• **DOCUMENT TEXT**:
Spinach Leaf Transformed Into Beating Human Heart Tissue
Using the plant like scaffolding, scientists built a mini version of a working heart, which may one day aid in tissue regeneration.
Scientists have found a way to use spinach to build working human heart muscle, potentially solving a long-standing problem in efforts to repair damaged organs.
Their study, published this month by the journal Biomaterials, offers a new way to grow a vascular system, which has been a roadblock for tissue engineering.
Scientists have already created large-scale human tissue in a lab using methods like 3D printing, but it’s been much harder to grow the small, delicate blood vessels that are vital to tissue health.
“The main limiting factor for tissue engineering … is the lack of a vascular network,” says study co-author Joshua Gershlak, a graduate student at Worcester Polytechnic Institute (WPI) in Massachusetts, in a video describing the study. “Without that vascular network, you get a lot of tissue death.”
One of the defining traits of a leaf is the branching network of thin veins that delivers water and nutrients to its cells. Now, scientists have used plant veins to replicate the way blood moves through human tissue. The work involves modifying a spinach leaf in the lab to remove its plant cells, which leaves behind a frame made of cellulose.
“Cellulose is biocompatible [and] has been used in a wide variety of regenerative medicine applications, such as cartilage tissue engineering, bone tissue engineering, and wound healing,” the authors write in their paper.
The team then bathed the remaining plant frame in live human cells, so that the human tissue grew on the spinach scaffolding and surrounded the tiny veins. Once they had transformed the spinach leaf into a sort of mini heart, the team sent fluids and microbeads through its veins to show that blood cells can flow through this system.
The eventual goal is to be able to replace damaged tissue in patients who have had heart attacks or who have suffered other cardiac issues that prevent their hearts from contracting. Like blood vessels, the veins in the modified leaves would deliver oxygen to the entire swath of replacement tissue, which is crucial in generating new heart matter.
The study team says the same methods could be used with different types of plants to repair a variety of tissues in the body. For instance, swapping out the cells in wood might one day help fix human bones.
“We have a lot more work to do, but so far this is very promising,” study co-author Glenn Gaudette, also of WPI, says in a press statement. “Adapting abundant plants that farmers have been cultivating for thousands of years for use in tissue engineering could solve a host of problems limiting the field.”

• **DATA FOR REVIEW**:

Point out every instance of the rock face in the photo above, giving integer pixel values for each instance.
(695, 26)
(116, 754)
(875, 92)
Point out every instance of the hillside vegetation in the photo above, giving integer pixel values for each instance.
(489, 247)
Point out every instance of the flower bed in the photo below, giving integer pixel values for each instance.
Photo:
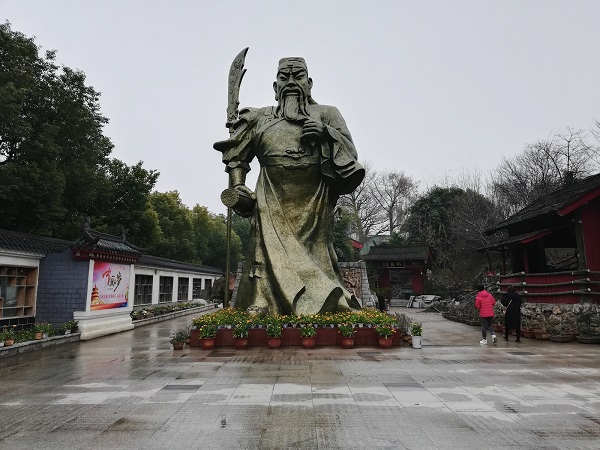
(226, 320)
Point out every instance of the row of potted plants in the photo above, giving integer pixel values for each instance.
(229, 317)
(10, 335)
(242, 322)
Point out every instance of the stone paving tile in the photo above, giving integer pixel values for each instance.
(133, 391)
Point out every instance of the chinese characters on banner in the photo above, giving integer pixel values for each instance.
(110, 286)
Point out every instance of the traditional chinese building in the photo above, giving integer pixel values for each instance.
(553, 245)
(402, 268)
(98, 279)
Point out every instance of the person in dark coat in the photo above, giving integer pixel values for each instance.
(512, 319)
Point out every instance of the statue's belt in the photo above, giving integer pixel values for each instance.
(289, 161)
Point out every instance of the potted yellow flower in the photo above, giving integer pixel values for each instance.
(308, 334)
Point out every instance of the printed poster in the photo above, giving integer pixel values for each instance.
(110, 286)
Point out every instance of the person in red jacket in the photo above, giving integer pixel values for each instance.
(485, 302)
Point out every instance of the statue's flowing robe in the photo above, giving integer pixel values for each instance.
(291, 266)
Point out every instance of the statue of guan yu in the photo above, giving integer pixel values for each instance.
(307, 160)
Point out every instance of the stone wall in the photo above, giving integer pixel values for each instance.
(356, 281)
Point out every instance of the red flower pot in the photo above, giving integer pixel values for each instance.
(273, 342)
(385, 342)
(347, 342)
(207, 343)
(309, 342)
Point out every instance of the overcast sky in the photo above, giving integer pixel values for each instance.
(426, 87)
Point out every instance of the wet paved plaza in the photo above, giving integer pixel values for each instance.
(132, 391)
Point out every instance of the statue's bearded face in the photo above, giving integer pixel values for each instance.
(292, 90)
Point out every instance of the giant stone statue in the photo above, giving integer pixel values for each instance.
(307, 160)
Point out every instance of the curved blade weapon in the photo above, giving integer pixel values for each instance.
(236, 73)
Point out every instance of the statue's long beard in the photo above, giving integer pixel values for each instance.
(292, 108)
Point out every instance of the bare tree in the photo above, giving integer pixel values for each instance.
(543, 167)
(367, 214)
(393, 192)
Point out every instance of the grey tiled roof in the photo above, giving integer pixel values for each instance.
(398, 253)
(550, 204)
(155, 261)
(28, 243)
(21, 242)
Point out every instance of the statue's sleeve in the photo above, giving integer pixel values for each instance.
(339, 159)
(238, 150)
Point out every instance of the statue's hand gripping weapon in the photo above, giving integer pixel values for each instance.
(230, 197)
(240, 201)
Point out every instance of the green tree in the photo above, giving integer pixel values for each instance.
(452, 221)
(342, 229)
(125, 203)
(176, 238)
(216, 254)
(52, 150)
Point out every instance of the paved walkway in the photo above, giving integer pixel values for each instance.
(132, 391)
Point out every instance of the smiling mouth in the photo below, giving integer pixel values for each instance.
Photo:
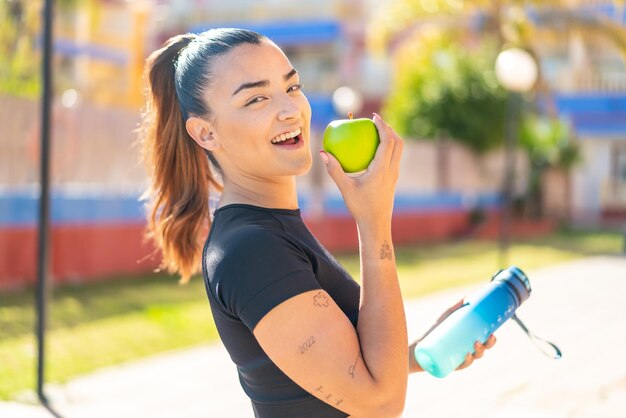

• **WORK REQUEST A**: From the spinach heart tissue article above, extract the passage starting with "Scientists have found" and going on through "to tissue health.".
• **WORK REQUEST B**:
Answer these questions using the spinach heart tissue article above:
(i) Which journal published the study?
(ii) What material makes up the frame left behind once the plant cells are removed from the spinach leaf?
(iii) What might swapping out the cells in wood one day help fix?
• **WORK REQUEST C**:
Please decide whether each statement agrees with the spinach heart tissue article above. Answer yes or no, and quote the words from the article that decide it.
(i) Joshua Gershlak is a graduate student at Worcester Polytechnic Institute.
(ii) The team sent fluids and microbeads through the veins of the modified leaf.
(iii) Growing small blood vessels in a lab has proved easier than creating large-scale human tissue.

• **OUTPUT A**:
Scientists have found a way to use spinach to build working human heart muscle, potentially solving a long-standing problem in efforts to repair damaged organs.
Their study, published this month by the journal Biomaterials, offers a new way to grow a vascular system, which has been a roadblock for tissue engineering.
Scientists have already created large-scale human tissue in a lab using methods like 3D printing, but it’s been much harder to grow the small, delicate blood vessels that are vital to tissue health.

• **OUTPUT B**:
(i) Biomaterials
(ii) Cellulose
(iii) Human bones

• **OUTPUT C**:
(i) Yes: "a graduate student at Worcester Polytechnic Institute (WPI) in Massachusetts"
(ii) Yes: "the team sent fluids and microbeads through its veins"
(iii) No: "it’s been much harder to grow the small, delicate blood vessels that are vital to tissue health"